### [PROBLEM TO SOLVE]
Show every line of the material below that contains the string "cliff", treating uppercase and lowercase letters as distinct.

### [SOURCE RECORDS]
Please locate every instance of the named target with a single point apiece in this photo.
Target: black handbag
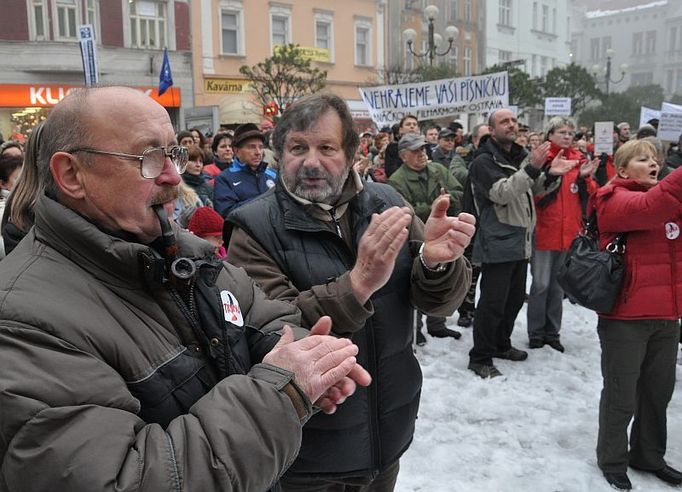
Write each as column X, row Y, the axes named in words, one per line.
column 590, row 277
--
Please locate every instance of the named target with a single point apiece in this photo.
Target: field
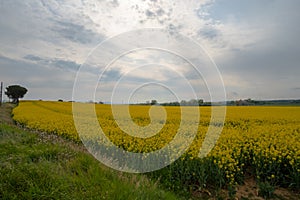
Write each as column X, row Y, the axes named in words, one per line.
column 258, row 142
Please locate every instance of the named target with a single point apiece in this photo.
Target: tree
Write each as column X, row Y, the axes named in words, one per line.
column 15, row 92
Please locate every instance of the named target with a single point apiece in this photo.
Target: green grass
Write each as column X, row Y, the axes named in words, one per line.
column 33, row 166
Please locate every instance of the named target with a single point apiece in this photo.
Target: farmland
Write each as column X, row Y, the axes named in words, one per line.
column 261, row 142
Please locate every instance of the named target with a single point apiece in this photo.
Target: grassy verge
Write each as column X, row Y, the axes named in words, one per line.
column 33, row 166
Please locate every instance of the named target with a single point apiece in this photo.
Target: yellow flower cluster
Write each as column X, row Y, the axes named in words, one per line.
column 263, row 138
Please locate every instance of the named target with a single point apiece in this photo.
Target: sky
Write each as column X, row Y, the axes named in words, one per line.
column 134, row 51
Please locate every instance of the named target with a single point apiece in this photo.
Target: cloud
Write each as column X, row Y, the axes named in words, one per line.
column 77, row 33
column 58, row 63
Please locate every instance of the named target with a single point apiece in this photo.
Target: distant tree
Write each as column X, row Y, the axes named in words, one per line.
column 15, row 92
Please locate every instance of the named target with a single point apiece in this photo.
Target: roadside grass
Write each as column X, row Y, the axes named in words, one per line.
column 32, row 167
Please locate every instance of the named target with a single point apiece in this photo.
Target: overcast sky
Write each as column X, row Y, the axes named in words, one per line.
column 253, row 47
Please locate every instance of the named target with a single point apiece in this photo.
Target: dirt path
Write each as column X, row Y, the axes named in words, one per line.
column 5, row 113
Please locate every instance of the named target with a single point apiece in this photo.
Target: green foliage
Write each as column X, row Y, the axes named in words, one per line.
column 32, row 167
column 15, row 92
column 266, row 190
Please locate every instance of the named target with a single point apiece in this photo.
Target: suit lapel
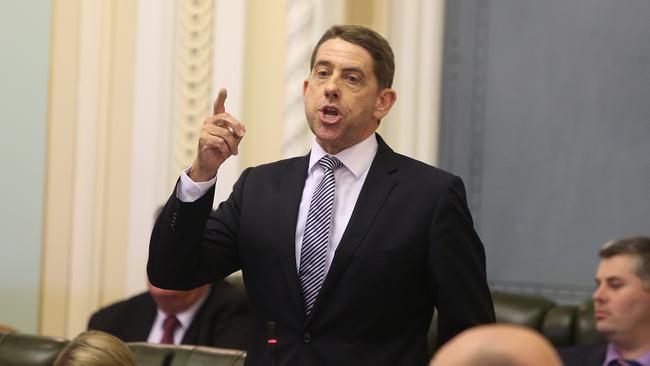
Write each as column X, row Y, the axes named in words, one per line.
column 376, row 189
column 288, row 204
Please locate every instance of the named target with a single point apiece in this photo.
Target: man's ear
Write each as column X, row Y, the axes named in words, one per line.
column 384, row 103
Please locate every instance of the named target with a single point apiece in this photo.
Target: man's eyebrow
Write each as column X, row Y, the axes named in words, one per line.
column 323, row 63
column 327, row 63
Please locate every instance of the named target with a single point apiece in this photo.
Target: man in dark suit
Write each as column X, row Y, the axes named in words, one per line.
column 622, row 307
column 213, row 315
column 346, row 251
---
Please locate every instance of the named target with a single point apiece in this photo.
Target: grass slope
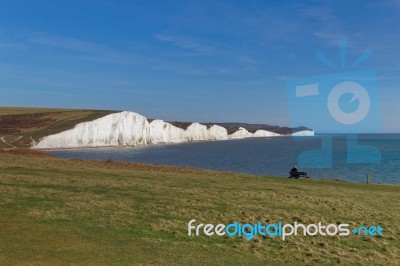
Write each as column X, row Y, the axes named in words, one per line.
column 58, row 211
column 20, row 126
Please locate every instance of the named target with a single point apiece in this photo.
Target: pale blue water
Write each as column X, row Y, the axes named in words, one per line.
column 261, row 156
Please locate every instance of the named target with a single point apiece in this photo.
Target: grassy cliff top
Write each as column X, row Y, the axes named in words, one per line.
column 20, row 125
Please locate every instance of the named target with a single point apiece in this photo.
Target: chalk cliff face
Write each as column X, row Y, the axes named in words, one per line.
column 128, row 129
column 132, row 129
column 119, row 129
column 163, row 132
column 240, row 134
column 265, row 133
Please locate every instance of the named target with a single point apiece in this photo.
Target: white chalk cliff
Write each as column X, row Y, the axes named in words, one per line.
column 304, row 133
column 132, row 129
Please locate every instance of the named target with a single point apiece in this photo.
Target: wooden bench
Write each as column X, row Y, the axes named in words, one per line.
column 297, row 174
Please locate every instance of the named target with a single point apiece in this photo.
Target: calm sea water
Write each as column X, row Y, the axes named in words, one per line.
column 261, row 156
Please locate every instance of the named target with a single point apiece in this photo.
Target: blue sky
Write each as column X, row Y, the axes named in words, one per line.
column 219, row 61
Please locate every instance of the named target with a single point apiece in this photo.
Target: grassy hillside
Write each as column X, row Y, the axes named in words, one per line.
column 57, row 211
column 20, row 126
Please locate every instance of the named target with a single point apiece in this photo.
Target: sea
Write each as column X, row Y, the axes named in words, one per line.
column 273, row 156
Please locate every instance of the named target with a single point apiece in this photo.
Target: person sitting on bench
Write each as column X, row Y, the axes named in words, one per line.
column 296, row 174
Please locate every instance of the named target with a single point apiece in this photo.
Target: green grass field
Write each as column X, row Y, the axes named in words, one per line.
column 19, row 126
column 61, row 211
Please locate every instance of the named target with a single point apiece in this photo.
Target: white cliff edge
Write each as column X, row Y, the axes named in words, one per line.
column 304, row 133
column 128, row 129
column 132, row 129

### [FINAL RESULT]
Target: grassy cliff top
Target: chalk cliff face
Target: white chalk cliff
Target: white cliff edge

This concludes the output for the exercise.